## Source passage
From basic affordances to symbolic thought: A computational phylogenesis of biological intelligence.

What is it about human brains that allow us to reason symbolically whereas most other animals cannot? There is evidence that dynamic binding, the ability to combine neurons into groups on the fly, is necessary for symbolic thought, but there is also evidence that it is not sufficient. We propose that two kinds of hierarchical integration—integration of multiple role bindings into multiplace predicates, and integration of multiple correspondences into structure mappings—are minimal requirements, on top of basic dynamic binding, to realize symbolic thought. We tested this hypothesis in a systematic collection of 17 simulations that explored the ability of cognitive architectures with and without the capacity for multiplace predicates and structure mapping to perform various kinds of tasks. The simulations were as generic as possible, in that no task could be performed based on any diagnostic features, depending instead on the capacity for multiplace predicates and structure mapping. The results are consistent with the hypothesis that, along with dynamic binding, multiplace predicates and structure mapping are minimal requirements for basic symbolic thought. These results inform our understanding of how human brains give rise to symbolic thought and speak to the differences between biological intelligence, which tends to generalize broadly from very few training examples, and modern approaches to machine learning, which typically require millions or billions of training examples. The results we report also have important implications for bioinspired artificial intelligence.

## Your assignment
In the abstract on symbolic thought, which two kinds of hierarchical integration are proposed as minimal requirements on top of basic dynamic binding?

## Data section
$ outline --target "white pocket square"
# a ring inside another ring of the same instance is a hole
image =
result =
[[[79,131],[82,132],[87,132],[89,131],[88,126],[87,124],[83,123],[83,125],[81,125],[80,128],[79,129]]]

## Answer below
Integration of multiple role bindings into multiplace predicates, and integration of multiple correspondences into structure mappings.